Position annotation records:
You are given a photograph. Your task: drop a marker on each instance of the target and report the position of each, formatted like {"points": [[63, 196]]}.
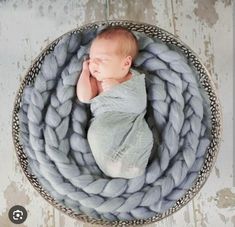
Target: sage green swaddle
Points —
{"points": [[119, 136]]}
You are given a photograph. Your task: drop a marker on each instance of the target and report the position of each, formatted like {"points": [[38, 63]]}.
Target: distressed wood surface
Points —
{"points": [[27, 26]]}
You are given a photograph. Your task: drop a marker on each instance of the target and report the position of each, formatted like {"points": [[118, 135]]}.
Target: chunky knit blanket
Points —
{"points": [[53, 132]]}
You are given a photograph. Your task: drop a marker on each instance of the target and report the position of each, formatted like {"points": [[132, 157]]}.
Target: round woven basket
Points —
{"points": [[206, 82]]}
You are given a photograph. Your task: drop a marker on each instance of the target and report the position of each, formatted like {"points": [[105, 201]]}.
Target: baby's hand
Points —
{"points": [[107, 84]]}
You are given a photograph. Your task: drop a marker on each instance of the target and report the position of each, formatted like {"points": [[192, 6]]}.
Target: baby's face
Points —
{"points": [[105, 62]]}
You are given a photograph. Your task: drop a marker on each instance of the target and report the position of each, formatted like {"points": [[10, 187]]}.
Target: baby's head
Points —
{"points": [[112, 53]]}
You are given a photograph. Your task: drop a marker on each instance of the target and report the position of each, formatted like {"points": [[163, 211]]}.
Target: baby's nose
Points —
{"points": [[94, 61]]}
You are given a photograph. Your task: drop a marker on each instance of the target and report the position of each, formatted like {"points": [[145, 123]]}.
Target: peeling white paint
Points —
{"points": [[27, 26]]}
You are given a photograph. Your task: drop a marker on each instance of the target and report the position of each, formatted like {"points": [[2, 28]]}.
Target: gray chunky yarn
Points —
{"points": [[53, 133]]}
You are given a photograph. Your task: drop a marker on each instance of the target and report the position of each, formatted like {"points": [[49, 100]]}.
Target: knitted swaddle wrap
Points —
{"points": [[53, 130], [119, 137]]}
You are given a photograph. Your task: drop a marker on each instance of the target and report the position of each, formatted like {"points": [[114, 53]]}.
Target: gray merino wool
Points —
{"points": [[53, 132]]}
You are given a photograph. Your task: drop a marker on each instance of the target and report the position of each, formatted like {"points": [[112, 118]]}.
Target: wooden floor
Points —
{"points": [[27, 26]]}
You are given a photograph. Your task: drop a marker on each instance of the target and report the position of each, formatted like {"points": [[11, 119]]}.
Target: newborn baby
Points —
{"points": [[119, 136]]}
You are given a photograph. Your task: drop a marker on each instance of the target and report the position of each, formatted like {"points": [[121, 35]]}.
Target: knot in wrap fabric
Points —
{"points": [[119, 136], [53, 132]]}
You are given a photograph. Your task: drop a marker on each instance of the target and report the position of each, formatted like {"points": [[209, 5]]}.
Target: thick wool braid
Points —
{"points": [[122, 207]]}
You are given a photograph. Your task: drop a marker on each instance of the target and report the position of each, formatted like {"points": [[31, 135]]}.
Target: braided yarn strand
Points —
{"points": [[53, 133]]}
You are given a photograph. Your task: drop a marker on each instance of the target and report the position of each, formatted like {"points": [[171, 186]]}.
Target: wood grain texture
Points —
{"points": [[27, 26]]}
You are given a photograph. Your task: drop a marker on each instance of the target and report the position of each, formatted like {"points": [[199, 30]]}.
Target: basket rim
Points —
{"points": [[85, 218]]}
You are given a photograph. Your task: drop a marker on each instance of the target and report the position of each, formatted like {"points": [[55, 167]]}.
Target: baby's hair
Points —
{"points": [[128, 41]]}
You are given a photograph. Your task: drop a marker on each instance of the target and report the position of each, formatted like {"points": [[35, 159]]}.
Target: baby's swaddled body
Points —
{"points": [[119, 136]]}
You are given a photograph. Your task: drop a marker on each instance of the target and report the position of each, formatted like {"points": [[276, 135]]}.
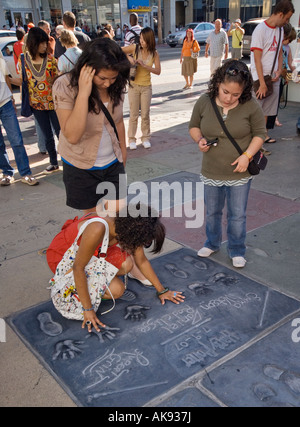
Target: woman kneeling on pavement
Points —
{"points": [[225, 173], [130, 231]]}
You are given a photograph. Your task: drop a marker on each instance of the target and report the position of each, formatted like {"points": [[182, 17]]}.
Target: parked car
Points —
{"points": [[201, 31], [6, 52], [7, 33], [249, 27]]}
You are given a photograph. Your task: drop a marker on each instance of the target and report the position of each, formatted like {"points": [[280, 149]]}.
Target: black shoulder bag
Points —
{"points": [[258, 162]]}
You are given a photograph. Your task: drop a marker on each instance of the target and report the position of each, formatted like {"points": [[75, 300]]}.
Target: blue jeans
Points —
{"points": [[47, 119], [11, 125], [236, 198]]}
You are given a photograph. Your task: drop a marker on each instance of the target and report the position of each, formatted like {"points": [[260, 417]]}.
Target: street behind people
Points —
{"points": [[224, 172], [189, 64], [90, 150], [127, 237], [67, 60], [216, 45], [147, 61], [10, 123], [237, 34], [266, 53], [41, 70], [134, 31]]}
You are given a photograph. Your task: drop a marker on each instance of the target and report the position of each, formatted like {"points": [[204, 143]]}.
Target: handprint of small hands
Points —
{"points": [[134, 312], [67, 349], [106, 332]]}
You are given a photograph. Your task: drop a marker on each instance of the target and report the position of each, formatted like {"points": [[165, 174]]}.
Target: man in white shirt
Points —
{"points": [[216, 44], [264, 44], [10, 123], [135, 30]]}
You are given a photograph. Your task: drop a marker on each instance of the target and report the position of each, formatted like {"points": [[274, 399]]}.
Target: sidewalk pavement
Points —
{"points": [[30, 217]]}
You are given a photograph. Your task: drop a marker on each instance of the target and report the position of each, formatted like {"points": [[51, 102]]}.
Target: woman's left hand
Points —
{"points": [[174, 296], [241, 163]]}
---
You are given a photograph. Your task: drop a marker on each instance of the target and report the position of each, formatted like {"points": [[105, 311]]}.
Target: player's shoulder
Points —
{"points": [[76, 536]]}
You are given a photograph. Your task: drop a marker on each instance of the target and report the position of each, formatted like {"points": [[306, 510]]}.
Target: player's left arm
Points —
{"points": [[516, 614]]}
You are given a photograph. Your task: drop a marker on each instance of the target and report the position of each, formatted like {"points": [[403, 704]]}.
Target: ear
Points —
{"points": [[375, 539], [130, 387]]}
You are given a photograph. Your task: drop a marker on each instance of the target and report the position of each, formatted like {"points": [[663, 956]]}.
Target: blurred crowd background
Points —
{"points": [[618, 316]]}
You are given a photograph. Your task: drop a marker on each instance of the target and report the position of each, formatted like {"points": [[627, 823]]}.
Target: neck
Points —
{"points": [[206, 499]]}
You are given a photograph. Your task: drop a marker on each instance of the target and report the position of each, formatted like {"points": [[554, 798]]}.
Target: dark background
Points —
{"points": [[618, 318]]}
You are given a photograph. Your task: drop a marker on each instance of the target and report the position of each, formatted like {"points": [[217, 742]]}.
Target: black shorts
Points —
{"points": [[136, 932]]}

• _PROBLEM_: List every line above that contains the string "baby", copying each such line in full.

• _RESULT OF THIS TASK_:
Target: baby's hand
Target: baby's face
Target: baby's head
Target: baby's nose
Target: newborn baby
Target: baby's hair
Target: baby's swaddled body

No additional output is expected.